▶ **Obiettivo A**: Trascrivi fedelmente il passo dell'articolo sul naufragio del rimorchiatore che va da "Comandante e armatore indagati" fino a "concorso in naufragio." incluso.

§ §

Corriere del Mezzogiorno (Puglia)

Comandante e armatore indagati per il naufragio

Armatore e comandante del rimorchiat­ore sotto inchiesta per omicidio colposo. Ancora dispersi i due marittimi molfettesi

- di Mauro Denigris

Ci sono due indagati per la strage del «Franco P.», il rimorchiat­ore affondato al largo di Bari la notte tra mercoledì e giovedì causando la morte di cinque persone. Sono Giuseppe Petralia e Antonio Santini, comandante e armatore dell’imbarcazio­ne, per i quali si ipotizza il reato di omicidio colposo plurimo e concorso in naufragio.

§ §

▶ **Obiettivo B**: Indica quante righe del listato riportato qui sotto contengono la parola "woman". Rispondi soltanto con il numero.

§ §

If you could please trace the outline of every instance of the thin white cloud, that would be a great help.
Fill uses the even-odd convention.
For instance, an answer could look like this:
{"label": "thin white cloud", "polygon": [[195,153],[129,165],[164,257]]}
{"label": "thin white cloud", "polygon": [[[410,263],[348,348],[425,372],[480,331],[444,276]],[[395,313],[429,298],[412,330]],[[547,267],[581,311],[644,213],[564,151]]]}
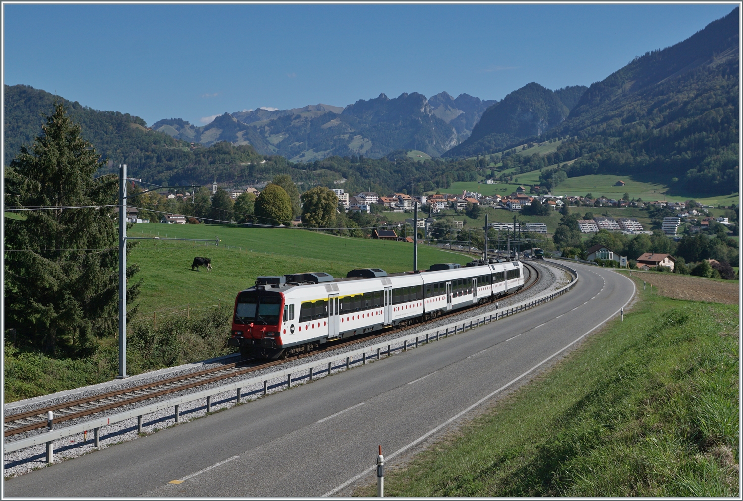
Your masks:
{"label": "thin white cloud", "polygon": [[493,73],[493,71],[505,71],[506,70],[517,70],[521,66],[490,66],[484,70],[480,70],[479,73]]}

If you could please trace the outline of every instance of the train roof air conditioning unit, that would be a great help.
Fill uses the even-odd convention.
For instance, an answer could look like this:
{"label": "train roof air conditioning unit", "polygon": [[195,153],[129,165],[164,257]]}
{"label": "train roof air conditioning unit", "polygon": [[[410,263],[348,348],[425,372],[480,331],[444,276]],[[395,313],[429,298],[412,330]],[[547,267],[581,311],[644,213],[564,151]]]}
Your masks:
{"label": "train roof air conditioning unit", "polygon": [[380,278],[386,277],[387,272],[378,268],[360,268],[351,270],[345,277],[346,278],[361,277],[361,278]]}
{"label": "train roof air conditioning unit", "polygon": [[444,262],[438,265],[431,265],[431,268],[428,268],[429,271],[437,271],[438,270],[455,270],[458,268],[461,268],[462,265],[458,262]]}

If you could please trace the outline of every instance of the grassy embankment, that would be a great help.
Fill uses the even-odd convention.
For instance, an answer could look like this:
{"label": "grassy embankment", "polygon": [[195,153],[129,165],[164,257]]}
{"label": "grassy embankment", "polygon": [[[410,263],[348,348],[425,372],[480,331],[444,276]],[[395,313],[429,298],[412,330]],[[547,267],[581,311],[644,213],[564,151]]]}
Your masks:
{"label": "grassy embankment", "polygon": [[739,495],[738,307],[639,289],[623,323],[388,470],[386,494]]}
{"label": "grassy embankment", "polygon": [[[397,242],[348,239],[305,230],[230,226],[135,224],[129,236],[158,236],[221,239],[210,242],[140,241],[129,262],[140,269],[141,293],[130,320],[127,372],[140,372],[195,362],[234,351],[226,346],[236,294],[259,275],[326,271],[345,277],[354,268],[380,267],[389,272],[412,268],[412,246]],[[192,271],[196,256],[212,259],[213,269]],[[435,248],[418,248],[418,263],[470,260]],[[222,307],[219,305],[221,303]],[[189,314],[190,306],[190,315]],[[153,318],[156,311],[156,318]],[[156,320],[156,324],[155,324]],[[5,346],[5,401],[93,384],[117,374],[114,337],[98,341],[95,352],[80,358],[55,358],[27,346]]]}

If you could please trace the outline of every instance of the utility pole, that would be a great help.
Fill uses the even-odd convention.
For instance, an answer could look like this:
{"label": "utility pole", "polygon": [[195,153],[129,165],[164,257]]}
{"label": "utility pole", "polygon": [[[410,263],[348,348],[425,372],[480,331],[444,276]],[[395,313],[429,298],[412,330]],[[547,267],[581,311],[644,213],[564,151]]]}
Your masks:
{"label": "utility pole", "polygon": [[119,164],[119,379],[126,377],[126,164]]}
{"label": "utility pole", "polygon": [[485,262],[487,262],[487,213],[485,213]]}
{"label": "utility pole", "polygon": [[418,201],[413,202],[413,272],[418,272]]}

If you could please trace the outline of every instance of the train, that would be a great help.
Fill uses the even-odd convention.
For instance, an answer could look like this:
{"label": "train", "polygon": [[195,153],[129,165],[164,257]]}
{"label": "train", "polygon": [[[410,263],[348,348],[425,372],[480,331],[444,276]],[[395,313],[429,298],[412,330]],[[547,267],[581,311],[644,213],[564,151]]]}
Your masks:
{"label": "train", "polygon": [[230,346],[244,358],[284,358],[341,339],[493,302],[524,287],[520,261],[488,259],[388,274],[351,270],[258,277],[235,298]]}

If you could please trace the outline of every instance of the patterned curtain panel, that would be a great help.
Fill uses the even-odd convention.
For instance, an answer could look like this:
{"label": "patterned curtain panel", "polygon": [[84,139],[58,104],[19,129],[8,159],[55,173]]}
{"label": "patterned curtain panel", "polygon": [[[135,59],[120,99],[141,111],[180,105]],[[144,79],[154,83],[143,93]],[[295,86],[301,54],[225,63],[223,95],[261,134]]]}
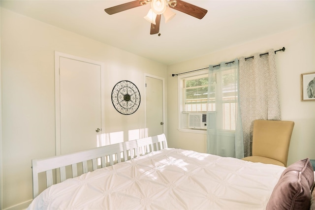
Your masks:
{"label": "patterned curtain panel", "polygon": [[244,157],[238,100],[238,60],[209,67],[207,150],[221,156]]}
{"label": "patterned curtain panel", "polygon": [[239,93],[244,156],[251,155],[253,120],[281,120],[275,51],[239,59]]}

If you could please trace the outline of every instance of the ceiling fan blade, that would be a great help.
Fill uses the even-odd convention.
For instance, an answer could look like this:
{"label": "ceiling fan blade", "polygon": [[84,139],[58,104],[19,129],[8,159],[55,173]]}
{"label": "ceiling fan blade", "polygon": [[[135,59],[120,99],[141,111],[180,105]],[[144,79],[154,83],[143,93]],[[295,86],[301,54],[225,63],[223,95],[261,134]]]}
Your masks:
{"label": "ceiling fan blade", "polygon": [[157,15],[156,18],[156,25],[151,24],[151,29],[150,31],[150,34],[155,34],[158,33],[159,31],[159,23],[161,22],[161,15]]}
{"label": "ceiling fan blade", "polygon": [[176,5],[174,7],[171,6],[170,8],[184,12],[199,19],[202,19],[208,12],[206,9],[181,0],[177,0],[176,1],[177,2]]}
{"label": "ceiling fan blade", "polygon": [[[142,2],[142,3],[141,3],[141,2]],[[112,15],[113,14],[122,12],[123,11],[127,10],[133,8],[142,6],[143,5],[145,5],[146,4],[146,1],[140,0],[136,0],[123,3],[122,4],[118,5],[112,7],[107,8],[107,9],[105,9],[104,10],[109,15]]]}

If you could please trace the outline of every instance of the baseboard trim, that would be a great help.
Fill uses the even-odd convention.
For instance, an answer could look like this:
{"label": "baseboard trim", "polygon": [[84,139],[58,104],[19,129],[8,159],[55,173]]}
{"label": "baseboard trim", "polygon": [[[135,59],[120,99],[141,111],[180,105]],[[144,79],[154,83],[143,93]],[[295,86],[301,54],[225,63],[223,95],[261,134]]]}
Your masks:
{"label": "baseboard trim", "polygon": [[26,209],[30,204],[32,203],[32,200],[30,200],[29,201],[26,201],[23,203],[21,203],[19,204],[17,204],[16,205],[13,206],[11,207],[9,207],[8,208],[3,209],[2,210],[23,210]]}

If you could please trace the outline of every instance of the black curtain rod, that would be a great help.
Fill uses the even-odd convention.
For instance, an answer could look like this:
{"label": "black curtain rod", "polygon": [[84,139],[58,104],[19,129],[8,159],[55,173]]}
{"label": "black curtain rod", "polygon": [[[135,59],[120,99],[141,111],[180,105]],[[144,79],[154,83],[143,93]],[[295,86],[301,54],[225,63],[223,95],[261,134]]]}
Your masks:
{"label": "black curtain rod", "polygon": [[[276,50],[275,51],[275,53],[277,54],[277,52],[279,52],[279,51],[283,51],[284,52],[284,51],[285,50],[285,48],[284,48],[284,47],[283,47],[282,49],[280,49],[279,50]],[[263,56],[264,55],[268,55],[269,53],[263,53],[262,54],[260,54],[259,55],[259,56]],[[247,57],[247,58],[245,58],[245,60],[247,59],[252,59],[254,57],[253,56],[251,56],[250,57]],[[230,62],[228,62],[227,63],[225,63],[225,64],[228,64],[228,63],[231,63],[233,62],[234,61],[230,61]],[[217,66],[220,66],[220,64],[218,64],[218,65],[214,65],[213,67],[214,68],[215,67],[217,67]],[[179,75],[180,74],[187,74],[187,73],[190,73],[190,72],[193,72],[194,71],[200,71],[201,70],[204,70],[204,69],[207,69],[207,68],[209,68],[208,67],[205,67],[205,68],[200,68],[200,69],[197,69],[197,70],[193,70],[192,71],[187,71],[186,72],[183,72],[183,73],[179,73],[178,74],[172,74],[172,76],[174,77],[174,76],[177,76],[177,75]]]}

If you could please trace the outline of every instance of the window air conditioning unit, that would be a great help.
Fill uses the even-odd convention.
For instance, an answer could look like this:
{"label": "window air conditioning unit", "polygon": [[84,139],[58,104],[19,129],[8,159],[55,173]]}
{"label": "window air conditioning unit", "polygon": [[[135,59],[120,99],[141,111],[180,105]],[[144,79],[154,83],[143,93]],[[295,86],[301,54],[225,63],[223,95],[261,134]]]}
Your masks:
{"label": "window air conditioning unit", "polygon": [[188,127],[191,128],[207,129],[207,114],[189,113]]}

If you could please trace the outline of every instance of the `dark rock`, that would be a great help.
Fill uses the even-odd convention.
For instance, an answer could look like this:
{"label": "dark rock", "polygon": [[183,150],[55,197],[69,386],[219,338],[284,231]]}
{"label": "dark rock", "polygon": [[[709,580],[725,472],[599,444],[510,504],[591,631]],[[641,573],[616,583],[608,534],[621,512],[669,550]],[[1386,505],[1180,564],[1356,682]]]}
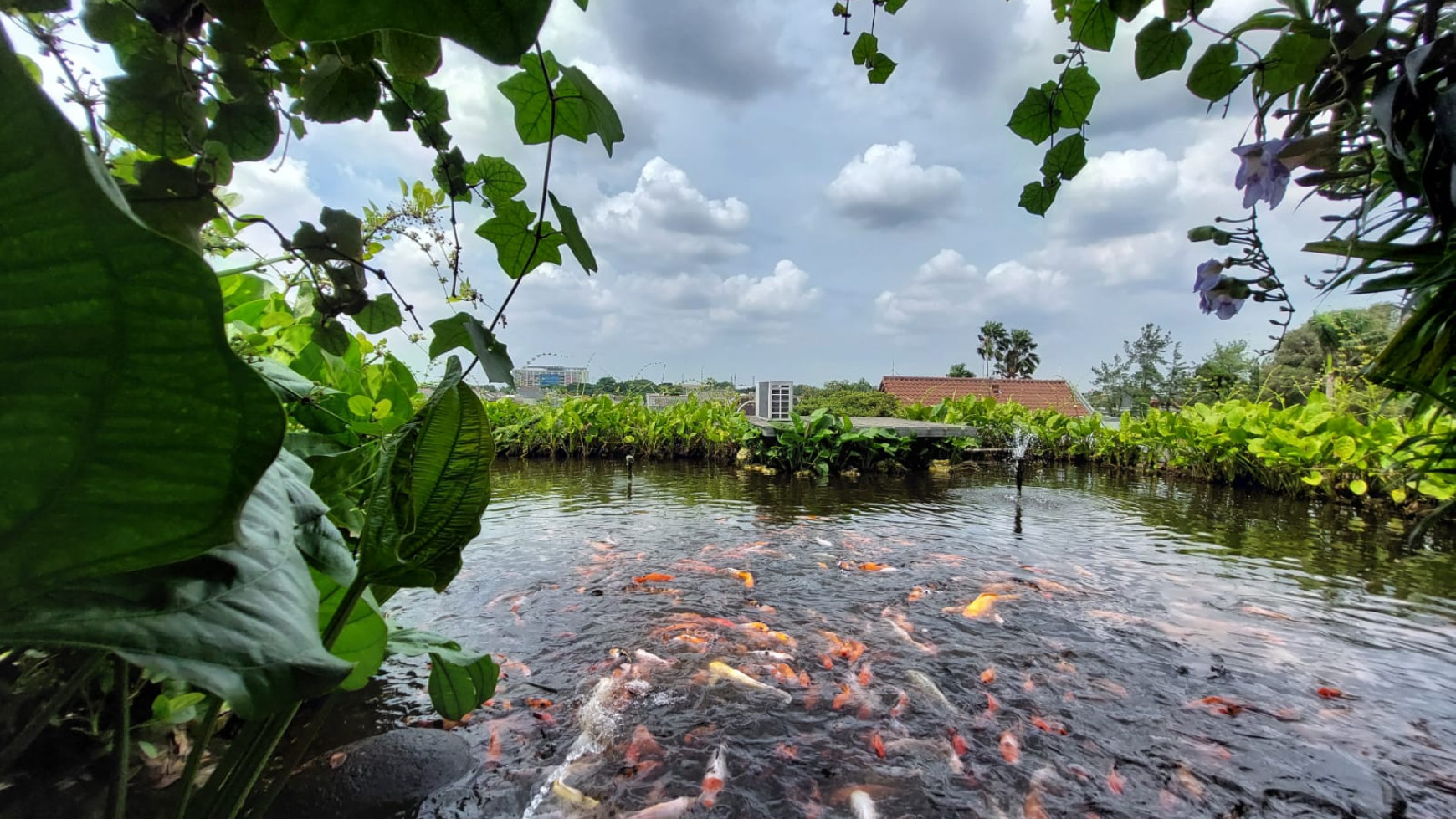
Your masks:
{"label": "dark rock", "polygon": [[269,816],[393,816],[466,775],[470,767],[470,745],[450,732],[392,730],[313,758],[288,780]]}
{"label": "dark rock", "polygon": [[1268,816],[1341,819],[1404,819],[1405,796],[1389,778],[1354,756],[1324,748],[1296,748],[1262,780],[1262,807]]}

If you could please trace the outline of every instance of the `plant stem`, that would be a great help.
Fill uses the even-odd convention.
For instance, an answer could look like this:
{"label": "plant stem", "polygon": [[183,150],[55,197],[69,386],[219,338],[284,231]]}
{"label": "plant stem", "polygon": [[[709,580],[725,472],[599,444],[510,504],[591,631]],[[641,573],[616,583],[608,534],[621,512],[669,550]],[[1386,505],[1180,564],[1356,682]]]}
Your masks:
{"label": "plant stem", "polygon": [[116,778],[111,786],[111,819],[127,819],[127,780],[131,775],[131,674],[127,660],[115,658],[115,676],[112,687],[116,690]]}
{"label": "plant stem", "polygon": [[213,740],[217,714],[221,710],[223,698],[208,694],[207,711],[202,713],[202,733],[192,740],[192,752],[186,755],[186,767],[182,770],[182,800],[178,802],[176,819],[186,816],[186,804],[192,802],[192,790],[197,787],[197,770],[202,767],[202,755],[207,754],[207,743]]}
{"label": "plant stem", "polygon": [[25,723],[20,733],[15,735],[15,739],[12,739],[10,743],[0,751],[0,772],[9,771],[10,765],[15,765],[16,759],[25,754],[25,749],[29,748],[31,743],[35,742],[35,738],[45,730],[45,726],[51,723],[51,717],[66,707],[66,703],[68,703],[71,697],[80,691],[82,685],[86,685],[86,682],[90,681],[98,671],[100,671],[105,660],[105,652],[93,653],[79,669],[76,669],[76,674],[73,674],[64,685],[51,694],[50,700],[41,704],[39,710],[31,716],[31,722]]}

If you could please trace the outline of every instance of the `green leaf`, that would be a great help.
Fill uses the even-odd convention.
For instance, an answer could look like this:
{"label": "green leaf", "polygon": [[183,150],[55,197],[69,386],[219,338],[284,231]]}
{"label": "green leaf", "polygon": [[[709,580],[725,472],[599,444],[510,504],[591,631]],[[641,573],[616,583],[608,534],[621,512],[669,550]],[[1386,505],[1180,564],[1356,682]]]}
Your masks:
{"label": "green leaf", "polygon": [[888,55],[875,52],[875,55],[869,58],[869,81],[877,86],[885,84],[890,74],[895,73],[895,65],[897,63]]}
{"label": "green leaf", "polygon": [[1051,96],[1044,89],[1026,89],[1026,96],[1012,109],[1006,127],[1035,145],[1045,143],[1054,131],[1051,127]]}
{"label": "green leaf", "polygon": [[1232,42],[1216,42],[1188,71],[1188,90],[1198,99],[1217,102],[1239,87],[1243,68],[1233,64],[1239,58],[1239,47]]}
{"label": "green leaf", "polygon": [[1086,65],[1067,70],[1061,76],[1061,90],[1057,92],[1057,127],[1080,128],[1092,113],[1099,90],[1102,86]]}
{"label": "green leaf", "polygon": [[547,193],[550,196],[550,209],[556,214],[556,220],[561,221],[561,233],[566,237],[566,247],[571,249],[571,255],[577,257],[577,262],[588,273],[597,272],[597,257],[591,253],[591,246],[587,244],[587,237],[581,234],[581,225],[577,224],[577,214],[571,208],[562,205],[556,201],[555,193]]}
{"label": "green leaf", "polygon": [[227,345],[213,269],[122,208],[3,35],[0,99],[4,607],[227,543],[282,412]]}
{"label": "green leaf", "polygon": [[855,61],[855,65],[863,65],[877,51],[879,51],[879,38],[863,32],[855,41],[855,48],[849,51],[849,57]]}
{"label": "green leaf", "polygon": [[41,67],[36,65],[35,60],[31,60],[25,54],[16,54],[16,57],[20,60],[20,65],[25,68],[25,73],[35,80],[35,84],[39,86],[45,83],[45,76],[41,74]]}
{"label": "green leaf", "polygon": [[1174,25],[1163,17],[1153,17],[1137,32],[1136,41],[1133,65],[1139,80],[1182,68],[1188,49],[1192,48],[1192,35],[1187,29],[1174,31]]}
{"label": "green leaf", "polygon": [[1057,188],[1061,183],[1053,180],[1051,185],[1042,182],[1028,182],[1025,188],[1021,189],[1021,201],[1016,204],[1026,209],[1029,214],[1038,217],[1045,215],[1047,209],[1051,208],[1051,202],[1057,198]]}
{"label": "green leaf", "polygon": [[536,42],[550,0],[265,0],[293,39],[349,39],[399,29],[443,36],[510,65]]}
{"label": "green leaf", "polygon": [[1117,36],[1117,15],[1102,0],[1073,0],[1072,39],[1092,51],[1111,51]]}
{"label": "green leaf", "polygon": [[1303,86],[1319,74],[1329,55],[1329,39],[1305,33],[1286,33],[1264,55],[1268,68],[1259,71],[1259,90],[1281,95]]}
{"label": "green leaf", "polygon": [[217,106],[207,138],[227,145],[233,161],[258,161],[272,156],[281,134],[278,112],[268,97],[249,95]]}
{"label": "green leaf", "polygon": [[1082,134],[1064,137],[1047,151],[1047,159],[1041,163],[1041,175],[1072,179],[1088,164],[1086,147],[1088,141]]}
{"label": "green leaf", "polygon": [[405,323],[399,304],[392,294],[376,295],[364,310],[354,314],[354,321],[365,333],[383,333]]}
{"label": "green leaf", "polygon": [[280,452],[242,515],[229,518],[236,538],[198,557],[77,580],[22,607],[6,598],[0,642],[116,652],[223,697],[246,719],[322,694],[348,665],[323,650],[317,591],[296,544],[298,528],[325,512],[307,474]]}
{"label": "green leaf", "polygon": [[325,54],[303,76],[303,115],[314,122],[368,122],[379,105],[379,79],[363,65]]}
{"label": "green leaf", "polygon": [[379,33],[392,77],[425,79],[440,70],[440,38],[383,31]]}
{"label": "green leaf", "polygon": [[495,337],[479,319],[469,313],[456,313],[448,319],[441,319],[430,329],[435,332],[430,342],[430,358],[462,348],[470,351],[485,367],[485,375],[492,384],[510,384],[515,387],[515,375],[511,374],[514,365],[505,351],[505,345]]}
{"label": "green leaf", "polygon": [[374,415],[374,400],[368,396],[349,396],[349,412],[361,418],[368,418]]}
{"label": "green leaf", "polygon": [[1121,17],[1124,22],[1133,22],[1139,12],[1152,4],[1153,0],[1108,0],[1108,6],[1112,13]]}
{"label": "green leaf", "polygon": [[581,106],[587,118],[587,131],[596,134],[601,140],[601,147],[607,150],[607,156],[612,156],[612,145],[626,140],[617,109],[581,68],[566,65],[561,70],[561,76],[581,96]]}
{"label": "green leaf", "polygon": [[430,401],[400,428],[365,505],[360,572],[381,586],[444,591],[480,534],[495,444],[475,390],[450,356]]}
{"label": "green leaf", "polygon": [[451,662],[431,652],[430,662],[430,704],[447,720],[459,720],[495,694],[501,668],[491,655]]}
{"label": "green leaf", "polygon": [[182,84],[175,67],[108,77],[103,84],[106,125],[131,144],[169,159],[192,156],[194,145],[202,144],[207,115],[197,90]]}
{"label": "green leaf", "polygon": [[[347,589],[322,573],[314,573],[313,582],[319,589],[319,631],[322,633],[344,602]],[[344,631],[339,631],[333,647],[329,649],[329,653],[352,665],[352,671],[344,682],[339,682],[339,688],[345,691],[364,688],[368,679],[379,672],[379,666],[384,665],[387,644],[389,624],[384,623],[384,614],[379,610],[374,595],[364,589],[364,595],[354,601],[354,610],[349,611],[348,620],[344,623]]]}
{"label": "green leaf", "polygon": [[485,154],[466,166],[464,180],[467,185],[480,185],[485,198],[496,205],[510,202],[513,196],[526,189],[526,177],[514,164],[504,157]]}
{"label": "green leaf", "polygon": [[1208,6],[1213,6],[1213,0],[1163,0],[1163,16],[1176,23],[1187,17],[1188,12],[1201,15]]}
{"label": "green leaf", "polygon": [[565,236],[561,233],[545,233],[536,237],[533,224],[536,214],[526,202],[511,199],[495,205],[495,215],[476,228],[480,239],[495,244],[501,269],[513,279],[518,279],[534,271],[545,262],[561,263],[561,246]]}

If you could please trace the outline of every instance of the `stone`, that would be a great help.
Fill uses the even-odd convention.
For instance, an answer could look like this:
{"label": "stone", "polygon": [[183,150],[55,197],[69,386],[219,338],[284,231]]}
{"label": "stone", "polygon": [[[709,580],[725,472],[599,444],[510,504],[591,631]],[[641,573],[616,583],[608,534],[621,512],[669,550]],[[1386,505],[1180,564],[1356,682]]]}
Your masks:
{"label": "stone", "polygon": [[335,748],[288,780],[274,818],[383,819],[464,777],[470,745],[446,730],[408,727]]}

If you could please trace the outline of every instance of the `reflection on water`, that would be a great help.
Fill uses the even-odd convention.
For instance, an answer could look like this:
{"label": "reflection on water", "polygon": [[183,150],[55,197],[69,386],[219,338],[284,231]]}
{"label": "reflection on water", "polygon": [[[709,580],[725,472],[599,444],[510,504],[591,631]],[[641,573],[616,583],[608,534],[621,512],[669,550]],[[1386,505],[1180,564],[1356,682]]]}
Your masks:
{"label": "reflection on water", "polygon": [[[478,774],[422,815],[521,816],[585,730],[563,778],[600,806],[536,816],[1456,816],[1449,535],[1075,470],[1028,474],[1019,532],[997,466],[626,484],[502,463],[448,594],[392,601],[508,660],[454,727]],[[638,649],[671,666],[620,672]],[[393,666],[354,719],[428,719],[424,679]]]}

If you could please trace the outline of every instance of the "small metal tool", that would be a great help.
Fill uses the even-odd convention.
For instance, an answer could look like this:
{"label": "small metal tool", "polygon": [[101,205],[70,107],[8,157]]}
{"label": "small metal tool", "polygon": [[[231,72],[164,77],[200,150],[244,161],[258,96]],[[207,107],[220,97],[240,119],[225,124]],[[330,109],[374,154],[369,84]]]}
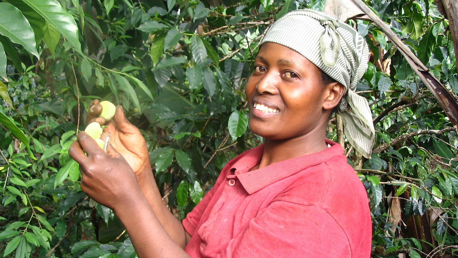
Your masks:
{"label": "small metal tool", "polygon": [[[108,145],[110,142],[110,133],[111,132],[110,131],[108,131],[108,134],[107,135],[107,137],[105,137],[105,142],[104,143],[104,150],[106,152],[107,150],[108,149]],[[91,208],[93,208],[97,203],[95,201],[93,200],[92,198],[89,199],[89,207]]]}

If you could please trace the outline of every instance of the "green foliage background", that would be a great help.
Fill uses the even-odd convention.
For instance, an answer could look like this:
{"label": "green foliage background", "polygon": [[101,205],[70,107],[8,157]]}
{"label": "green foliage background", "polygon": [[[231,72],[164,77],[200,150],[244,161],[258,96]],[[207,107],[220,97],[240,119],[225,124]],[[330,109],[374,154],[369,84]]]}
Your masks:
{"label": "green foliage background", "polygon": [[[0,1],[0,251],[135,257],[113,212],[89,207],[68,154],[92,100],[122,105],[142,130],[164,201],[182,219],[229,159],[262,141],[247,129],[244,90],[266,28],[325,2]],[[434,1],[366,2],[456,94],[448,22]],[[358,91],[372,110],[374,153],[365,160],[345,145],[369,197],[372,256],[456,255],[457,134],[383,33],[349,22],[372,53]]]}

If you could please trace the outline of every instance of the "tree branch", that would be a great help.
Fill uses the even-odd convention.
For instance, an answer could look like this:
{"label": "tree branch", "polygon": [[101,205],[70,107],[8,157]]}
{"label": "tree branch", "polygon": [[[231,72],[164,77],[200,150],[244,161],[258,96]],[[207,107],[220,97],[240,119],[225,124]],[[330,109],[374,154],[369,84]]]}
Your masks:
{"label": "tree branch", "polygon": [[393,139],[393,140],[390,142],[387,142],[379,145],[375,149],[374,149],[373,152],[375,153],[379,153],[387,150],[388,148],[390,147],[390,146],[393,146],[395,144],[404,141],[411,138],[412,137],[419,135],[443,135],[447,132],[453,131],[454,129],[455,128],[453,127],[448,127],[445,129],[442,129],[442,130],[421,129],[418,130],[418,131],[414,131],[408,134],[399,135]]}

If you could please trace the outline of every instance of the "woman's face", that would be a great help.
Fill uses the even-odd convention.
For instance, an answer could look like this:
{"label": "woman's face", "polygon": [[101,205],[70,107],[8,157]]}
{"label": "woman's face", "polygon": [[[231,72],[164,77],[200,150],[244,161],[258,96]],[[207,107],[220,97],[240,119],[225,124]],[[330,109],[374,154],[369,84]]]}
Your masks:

§ §

▶ **Risposta A**:
Comandante e armatore indagati per il naufragio

Armatore e comandante del rimorchiat­ore sotto inchiesta per omicidio colposo. Ancora dispersi i due marittimi molfettesi

- di Mauro Denigris

Ci sono due indagati per la strage del «Franco P.», il rimorchiat­ore affondato al largo di Bari la notte tra mercoledì e giovedì causando la morte di cinque persone. Sono Giuseppe Petralia e Antonio Santini, comandante e armatore dell’imbarcazio­ne, per i quali si ipotizza il reato di omicidio colposo plurimo e concorso in naufragio.

▶ **Risposta B**: 3